- _Задания_:
**a.** Из чего, согласно письму об уличных играх, делали жоску?
**b.** Какие виды «игр для взрослых» названы в письме об уличных играх? Перечислите все.
**c.** Подхватите письмо об уличных играх и продолжите его сразу после последнего предложения.

======== Статья

Письмо двадцать четвертое: АШИКИ
Письмо двадцать четвертое:
АШИКИ
Это небольшое письмо — о наших уличных играх — может показаться тебе, да и другим читателям, более уместным для какой-нибудь детской книжки. Но, во-первых, инструкций по тем играм здесь не будет (забыл, а многие толком и не знал), во-вторых я убежден, что именно игры закладывают и развивают в растущем человеке очень многое: не зря теперь в моду вошли компьютерные, логические, экономические и прочие "игры для взрослых", являющиеся, по сути дела, не играми, а важным упражнением для ума.
Игр же "для тела", да и "для души", становится с десятилетиями все меньше и меньше, и в этом я вижу одну из причин физического вырождения поколений…
Так чем же занимались мои сверстники и ребята постарше на симферопольских улицах и в переулках в тридцатые годы? Пацаны лет восьми-двенадцати усердно дулись "в ножичек": в маленькую, но тщательно подготовленную земляную площадочку втыкался лезвием нужное количество раз обычный перочинный ножичек, бросаемый или соскальзываемый из множества нужных положений, каждое из которых имело название, и они следовали в определенной очередности.
Другие подкидывали внутренней частью ноги под лодыжкой "жоску" — самодельный воланчик из пятака, завязанного в тряпочку так, чтобы у нее оставался "хвост". Подлетев на метр, жоска поворачивалась грузом вниз и падала на бок башмака играющего, с которого мгновенно взлетала вверх. Рекордсменом считался тот, кто, не наступив "рабочей" ногой на землю, подкинет ногой жоску в воздух большее число раз; другой вариант — переступать ногами можно сколько угодно, но жоска летает в воздухе наибольшее количество минут (говаривали, некоторые "держали" ее так часа по полтора-два).

================
======== Предоставленные строки

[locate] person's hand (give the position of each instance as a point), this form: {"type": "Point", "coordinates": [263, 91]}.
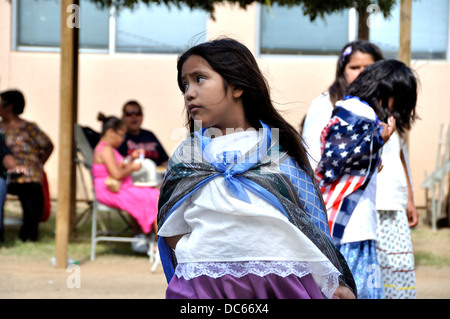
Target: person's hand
{"type": "Point", "coordinates": [137, 153]}
{"type": "Point", "coordinates": [412, 214]}
{"type": "Point", "coordinates": [388, 129]}
{"type": "Point", "coordinates": [343, 292]}
{"type": "Point", "coordinates": [18, 170]}
{"type": "Point", "coordinates": [135, 166]}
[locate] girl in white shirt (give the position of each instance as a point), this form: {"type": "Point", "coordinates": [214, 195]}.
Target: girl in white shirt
{"type": "Point", "coordinates": [353, 59]}
{"type": "Point", "coordinates": [240, 214]}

================

- _Ответы по заданиям_:
**a.** Из пятака, завязанного в тряпочку так, чтобы у нее оставался «хвост».

**b.** Компьютерные, логические, экономические.

**c.**
Хорошей тренировкой для всего организма было катание всякого рода обручей — от бочек, бричек, ободьев крупных подшипников, других больших колец, с помощью "руля" — толстой метровой проволоки, изогнутой так, что с одной стороны получалась как бы рукоятка, а с другой, что к колесу — глубокая четырехугольная выемка, которая подводилась под задне-нижнюю часть ведомого колеса. Искусство вождения его "рулем" давалось не сразу, зато как слушается обруч малейшего движения "руля" в умелых руках! Повороты, виражи, восьмерки, стрелки — чего только не выделывали юные "водители", подчас вызывая недовольство прохожих, впритирку к которым, громыхая стальным тяжелым ободом и визжа "рулем", проносился под горку такой вот "механизированный" пацан!
Ребята помастеровитей делали "самокаты": два шарикоподшипника на осях — это колеса; остальное — подножка, рулевая колонка, шарниры — из дерева и проволоки. Особенно здорово было лететь на таком "транспортном средстве" под гору…
Если в центральной России в моде были городки, то у нас, на юге России, преобладала другая уличная игра. Заостренная с двух сторон деревяшка клалась на землю, по одному из ее концов били палкой, и она подлетала в воздух; не давая ей упасть, следовало вторично стукнуть по ней, но с размаху и с силой, чтобы послать ее как можно дальше. Название этой игры я забыл, а вариантов ее было несколько; в ряде из них летающая деревяшка клалась концом над специально вырытой ямкой, и, ударенная палкой, сразу летела очень далеко.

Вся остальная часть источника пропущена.